LESETEXT:
------------------------------------------------
# per Reflection auf private Klassenattribute zugreifen?



## Guest (4. Okt 2007)

Hallo an alle!

Wie ist es möglich per Reflection API auf private Felder einer Klasse zuzugreifen?

in der Java Insel steht der Begriff "privelegierte Reflection", aber auf diese wird nicht eingegangen.
Versteht jemand etwas unter diesem Begriff und kann mir diese Technik erläutern?

Gruß, chris


----------



## Murray (4. Okt 2007)

AccessibleObject#setAccessible( boolean)
Damit kann man Field-, Method- und Constructor-Objekte unabhängig von ihrer definierten Sichtbarkeit zugreifbar machen (sofern das nicht durch den SecurityManager unterbunden wird)


----------



## Guest (4. Okt 2007)

Also muss ich zB im Konstruktor der Klasse des Objektes auf das ich zugreifen will,
die Felder auf accessible setzen, richtig?
------------------------------------------------
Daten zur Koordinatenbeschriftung
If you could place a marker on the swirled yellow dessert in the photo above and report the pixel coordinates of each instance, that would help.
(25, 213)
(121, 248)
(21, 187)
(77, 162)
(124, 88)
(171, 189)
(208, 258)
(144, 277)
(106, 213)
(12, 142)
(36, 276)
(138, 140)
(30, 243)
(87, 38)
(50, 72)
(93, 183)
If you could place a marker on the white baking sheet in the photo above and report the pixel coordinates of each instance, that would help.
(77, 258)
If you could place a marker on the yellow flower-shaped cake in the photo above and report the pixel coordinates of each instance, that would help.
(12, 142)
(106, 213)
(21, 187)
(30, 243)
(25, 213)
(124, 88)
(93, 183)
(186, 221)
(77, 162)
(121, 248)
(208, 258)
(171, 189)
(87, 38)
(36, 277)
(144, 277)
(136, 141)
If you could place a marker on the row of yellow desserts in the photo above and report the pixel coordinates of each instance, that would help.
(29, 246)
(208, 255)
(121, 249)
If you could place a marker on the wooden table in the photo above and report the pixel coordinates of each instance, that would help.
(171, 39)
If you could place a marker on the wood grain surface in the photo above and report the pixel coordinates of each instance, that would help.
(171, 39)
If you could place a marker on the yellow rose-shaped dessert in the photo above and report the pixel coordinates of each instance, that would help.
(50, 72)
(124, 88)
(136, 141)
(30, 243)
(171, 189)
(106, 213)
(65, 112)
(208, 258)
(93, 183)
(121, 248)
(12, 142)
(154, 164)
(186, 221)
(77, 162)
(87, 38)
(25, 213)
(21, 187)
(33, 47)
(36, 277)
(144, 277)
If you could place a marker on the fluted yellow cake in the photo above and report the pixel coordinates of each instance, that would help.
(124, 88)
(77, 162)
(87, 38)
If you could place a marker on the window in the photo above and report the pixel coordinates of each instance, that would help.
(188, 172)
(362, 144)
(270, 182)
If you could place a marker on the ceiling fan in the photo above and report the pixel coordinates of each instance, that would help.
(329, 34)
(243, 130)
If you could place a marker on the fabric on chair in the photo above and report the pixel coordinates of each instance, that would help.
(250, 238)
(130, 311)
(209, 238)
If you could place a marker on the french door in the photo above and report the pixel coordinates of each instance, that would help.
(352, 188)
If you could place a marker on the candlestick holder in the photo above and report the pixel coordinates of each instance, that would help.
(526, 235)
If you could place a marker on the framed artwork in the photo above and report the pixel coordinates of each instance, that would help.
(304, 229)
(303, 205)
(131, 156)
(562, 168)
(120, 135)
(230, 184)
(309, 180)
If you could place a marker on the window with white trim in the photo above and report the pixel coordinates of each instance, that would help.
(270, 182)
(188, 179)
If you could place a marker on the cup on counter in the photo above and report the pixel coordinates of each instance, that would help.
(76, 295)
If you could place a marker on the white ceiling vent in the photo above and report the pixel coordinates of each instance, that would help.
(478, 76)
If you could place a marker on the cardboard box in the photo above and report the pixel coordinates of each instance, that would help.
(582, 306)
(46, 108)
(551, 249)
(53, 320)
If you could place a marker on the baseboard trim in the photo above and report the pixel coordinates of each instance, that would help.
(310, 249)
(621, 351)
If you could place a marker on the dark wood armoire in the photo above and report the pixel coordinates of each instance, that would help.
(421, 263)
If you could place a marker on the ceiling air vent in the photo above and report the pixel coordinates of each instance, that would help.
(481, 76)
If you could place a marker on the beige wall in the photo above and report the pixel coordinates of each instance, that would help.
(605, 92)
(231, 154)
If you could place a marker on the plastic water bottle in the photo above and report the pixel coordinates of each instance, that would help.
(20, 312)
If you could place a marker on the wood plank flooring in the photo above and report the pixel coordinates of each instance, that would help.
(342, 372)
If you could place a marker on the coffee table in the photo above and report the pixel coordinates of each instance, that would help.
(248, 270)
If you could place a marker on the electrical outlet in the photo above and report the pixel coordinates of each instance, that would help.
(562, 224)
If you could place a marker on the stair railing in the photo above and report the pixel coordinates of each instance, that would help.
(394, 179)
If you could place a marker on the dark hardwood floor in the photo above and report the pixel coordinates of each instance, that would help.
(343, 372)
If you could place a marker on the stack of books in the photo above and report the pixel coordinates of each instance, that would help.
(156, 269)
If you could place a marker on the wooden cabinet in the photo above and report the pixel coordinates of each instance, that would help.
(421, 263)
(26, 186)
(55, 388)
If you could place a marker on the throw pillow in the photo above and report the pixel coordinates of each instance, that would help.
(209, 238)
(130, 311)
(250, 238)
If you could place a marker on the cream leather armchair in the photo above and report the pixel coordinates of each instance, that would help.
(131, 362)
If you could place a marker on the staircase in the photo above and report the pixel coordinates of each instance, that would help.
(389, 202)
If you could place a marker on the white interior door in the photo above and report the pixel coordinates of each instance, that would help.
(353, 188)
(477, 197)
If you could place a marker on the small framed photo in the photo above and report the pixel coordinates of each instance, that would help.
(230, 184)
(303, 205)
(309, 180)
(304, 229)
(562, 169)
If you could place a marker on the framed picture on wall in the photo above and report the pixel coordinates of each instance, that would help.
------------------------------------------------
AUFTRAG A:
Kopiere aus dem Forenthread über Reflection den Abschnitt von "Hallo an alle!" bis "wird nicht eingegangen." wortgetreu.
AUFTRAG B:
Setze den Forenthread zum Zugriff auf private Felder per Reflection im Anschluss an seinen letzten Beitrag fort.

ERGEBNIS A:
Hallo an alle!

Wie ist es möglich per Reflection API auf private Felder einer Klasse zuzugreifen?

in der Java Insel steht der Begriff "privelegierte Reflection", aber auf diese wird nicht eingegangen.

ERGEBNIS B:
also gibt es keine möglichkeit einfach per reflection das ganze zu machen um eine dynamische lösung zu erstellen?
ich muss ja in diesem sinne "hardgecoded" setAccessible einfügen.


----------



## Wildcard (4. Okt 2007)

Hmm?
getDeclaredFields +setAccessible(true)
Wozu brauchst du das überhaupt?


----------



## Guest (4. Okt 2007)

Anonymous hat gesagt.:
			
		

> Also muss ich zB im Konstruktor der Klasse des Objektes auf das ich zugreifen will,
> die Felder auf accessible setzen, richtig?


Nein. Du kannst es auch per Reflection machen.

Hie ein etwas sinnfreies Beispiel. Elemente von ArrayList werden vertauscht.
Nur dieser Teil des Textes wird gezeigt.